━━ Data for the task ━━

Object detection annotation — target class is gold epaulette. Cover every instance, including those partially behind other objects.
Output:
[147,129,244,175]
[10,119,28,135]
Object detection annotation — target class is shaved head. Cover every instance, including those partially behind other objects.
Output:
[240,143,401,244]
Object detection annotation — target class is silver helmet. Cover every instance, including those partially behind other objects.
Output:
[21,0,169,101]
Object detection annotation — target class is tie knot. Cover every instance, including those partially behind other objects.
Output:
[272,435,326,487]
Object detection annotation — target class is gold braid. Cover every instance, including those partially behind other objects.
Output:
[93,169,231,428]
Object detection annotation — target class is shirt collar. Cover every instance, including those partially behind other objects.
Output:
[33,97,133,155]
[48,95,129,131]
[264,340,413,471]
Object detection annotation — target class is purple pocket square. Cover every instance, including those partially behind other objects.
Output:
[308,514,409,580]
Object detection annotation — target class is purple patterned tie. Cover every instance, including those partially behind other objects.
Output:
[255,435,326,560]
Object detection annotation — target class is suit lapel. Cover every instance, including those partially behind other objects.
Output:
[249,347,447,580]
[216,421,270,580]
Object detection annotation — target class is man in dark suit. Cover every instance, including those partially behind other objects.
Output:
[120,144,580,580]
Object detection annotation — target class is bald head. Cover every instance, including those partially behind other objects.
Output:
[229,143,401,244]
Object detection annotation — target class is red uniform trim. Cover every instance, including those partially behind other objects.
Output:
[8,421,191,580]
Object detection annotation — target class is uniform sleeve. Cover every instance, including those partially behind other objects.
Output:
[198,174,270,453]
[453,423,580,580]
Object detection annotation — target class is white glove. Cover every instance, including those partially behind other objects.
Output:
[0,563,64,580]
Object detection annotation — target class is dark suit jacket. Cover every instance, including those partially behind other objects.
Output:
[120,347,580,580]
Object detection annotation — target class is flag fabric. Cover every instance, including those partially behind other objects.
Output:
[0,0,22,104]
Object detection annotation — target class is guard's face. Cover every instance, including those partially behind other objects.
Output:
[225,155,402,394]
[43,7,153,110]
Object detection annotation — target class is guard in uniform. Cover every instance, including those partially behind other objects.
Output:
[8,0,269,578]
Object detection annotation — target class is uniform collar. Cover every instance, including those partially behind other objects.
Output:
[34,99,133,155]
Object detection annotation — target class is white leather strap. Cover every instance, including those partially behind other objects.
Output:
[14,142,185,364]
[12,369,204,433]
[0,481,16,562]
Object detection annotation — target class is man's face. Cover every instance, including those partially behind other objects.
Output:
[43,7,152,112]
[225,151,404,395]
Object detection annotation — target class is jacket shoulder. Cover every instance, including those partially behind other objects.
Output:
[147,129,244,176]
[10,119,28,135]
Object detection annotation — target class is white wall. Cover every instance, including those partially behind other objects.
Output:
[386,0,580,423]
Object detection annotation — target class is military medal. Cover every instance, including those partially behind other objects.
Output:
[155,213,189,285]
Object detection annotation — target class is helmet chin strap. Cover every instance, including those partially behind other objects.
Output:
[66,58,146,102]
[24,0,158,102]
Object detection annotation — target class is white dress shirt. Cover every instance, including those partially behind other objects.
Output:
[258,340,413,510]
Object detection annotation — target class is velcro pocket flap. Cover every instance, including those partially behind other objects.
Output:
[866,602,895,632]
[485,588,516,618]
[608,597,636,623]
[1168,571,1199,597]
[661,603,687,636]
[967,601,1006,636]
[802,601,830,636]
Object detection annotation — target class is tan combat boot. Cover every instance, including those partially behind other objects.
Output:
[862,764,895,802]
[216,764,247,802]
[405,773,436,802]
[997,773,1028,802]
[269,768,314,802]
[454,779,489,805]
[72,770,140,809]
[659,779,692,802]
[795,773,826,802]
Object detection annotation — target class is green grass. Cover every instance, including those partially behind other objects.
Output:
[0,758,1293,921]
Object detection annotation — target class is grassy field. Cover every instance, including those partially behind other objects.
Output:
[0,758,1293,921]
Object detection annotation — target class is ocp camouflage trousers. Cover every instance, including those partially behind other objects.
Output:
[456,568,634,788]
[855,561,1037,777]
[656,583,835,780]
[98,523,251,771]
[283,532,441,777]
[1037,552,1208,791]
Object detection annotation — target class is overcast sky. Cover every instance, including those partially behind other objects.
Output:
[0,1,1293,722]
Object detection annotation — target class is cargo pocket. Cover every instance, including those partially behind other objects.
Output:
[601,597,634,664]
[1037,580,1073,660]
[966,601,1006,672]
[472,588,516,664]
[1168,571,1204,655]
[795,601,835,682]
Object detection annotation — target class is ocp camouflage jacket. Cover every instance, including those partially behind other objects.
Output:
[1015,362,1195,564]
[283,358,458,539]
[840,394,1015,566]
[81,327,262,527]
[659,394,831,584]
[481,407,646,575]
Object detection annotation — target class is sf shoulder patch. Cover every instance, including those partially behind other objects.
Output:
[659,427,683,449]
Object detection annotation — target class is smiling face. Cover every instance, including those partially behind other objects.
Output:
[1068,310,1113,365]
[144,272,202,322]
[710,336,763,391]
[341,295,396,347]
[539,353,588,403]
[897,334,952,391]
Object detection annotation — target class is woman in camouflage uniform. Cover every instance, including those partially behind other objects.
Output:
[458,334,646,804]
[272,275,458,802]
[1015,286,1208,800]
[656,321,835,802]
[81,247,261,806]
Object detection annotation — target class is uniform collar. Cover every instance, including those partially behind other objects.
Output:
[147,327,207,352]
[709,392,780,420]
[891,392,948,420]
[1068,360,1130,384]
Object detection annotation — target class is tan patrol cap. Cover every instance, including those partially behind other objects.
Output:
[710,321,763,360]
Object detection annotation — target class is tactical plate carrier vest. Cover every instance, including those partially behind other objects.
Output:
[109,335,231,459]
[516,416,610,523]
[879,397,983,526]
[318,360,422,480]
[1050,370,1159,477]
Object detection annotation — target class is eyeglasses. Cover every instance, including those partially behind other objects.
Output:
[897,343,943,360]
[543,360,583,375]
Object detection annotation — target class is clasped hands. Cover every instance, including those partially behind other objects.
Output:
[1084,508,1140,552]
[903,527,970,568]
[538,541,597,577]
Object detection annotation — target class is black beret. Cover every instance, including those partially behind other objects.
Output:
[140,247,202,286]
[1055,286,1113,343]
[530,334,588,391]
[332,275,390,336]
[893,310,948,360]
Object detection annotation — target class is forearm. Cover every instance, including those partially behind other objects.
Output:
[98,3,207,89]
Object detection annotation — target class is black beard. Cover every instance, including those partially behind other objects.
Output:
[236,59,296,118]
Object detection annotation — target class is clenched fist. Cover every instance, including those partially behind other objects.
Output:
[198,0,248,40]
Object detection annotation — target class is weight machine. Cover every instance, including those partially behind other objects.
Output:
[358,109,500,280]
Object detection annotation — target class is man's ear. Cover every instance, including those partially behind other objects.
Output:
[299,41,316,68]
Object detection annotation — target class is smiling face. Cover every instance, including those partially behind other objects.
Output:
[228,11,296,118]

━━━

▶ What the task asks
Copy out the records, starting at the line containing "Object detection annotation — target class is sf" and running down through the line containing "[710,321,763,360]", with both of those lines included.

▶ Answer to this problem
Object detection annotation — target class is sf shoulder patch. Cover every instance, including those partially behind other objects.
Output:
[659,427,683,449]
Object detection annotation — target class is smiling face. Cover every instance, including those partially behind other objects.
Output:
[1068,310,1113,365]
[144,272,202,322]
[710,336,763,391]
[341,295,396,347]
[539,353,588,403]
[897,334,952,391]
Object detection annotation — target class is woman in camouflage uniform. Cover every instance, including those partially behind other objects.
Output:
[458,334,646,804]
[272,275,458,802]
[1015,286,1208,800]
[656,321,835,802]
[81,247,261,806]
Object detection annotation — target class is uniform collar. Cover every instance, including those partially behind other objects.
Output:
[147,327,207,352]
[709,392,780,420]
[891,392,948,420]
[1068,360,1130,384]
Object detection annotation — target class is tan patrol cap. Cover every instance, including those partially behind other objects.
Output:
[710,321,763,360]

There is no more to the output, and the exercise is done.